The dimension/scan equipment captures and stores the box dimensions and barcode information for revenue recovery purposes. An additional requirement (and component to the new functionality) is to take the box and barcode coordinate information and pass it to the vision system 424, comprising a first camera 424a and a second camera 424b.

Integration with Vision System

The coordinate information is stored and tracked through the input of a tachometer 426 which can be provided to the integration system 750. The tachometer 426 measures the movement of the belt 302. Through integrating the tachometer with the coordinate information, the corners of the box and barcode location can be tracked along the belt.

Mounted after the dimensioning/scanning equipment are cameras 424, the numbers of vision units are dependent on the size of the belt.

As the freight/boxes move down the belt images of the belt 302 with freight/boxes is captured by the camera 424a. Images are taken at regular intervals and stored in the integration system 750. Software is then used to take the coordinate information from the dimensioner/scanner unit and overlay it with the image from the vision camera.

FIG. 5a represents the image taken by the vision system 424. FIG. 5b represents the information passed by the dimensioner 420. FIG. 5c represents the integration of the tachometer information and the resulting combination of both sets of information.

▶ [MATERIAL]:
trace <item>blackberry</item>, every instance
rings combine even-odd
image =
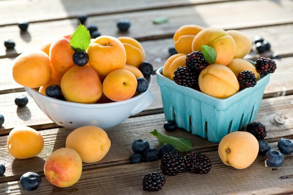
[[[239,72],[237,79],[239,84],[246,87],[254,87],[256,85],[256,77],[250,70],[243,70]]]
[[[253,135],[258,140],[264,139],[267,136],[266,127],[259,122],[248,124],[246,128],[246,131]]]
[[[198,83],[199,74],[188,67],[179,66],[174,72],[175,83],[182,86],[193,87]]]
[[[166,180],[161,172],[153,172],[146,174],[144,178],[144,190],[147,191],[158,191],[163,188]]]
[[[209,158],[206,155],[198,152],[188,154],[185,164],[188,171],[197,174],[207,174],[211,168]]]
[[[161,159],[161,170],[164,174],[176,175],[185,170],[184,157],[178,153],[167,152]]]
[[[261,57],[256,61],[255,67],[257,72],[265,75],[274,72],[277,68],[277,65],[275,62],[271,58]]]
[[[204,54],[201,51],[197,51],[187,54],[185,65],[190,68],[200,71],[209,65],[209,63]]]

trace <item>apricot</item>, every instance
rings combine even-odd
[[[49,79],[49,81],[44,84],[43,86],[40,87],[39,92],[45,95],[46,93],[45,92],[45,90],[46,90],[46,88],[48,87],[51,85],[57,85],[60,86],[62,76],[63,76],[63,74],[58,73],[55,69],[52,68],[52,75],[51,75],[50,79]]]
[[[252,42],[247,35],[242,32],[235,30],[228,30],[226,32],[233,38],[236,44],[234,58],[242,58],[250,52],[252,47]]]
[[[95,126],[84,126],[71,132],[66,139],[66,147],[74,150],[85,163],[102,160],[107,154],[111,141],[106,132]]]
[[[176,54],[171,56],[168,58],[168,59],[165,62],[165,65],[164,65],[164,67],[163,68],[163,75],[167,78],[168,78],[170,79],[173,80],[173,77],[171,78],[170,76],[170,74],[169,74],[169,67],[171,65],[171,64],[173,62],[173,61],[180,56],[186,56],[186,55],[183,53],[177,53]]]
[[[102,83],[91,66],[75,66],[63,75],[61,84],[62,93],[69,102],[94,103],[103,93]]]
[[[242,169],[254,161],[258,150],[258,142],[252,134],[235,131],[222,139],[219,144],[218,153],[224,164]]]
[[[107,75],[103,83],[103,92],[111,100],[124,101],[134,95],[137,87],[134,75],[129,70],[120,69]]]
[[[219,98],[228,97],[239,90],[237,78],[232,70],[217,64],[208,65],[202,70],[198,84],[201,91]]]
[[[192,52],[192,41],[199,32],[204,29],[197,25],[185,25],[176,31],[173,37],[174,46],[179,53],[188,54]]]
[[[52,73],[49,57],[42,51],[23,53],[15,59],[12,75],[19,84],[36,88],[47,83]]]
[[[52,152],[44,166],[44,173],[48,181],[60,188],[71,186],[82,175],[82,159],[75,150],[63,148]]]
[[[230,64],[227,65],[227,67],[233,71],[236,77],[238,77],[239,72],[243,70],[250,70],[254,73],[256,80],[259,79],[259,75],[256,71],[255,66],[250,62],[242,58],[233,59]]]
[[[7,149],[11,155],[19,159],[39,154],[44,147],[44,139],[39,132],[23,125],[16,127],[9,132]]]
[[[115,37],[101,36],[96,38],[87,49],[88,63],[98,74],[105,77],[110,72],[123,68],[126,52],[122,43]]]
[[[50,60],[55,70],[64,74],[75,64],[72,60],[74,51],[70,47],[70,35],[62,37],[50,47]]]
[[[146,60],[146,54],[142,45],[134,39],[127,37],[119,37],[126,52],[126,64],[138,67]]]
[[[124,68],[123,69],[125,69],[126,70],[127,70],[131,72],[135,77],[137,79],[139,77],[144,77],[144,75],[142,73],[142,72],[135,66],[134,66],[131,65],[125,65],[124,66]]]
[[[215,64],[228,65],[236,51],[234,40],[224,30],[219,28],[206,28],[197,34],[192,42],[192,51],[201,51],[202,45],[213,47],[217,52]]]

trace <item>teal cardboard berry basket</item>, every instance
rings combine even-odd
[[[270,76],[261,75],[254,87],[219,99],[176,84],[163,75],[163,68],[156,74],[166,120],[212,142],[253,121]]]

...

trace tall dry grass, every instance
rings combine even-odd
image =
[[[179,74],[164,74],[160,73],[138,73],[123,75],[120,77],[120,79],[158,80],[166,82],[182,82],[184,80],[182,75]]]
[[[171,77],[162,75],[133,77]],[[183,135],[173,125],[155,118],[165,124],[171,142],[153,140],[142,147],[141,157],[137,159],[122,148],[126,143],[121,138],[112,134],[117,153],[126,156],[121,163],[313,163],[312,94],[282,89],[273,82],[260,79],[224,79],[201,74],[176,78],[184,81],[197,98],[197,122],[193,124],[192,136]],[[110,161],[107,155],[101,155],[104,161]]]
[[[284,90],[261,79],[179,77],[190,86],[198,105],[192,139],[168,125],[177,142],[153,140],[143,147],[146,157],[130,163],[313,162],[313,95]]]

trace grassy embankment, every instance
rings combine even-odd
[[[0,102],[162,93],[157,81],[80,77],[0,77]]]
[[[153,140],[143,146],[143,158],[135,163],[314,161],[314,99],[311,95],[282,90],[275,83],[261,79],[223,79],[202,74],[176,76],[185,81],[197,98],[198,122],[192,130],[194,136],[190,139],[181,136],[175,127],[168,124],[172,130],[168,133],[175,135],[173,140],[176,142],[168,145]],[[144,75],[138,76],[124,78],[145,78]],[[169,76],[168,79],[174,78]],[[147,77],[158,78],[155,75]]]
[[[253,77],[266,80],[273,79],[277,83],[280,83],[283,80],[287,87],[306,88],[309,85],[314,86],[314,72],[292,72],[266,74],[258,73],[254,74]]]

▶ [SHORT PROBLEM]: Transcribe the vision system passage, starting with "The dimension/scan equipment" and going on through "second camera 424b.". None of the items are needed here.

▶ [RESPONSE FOR THIS EXERCISE]:
The dimension/scan equipment captures and stores the box dimensions and barcode information for revenue recovery purposes. An additional requirement (and component to the new functionality) is to take the box and barcode coordinate information and pass it to the vision system 424, comprising a first camera 424a and a second camera 424b.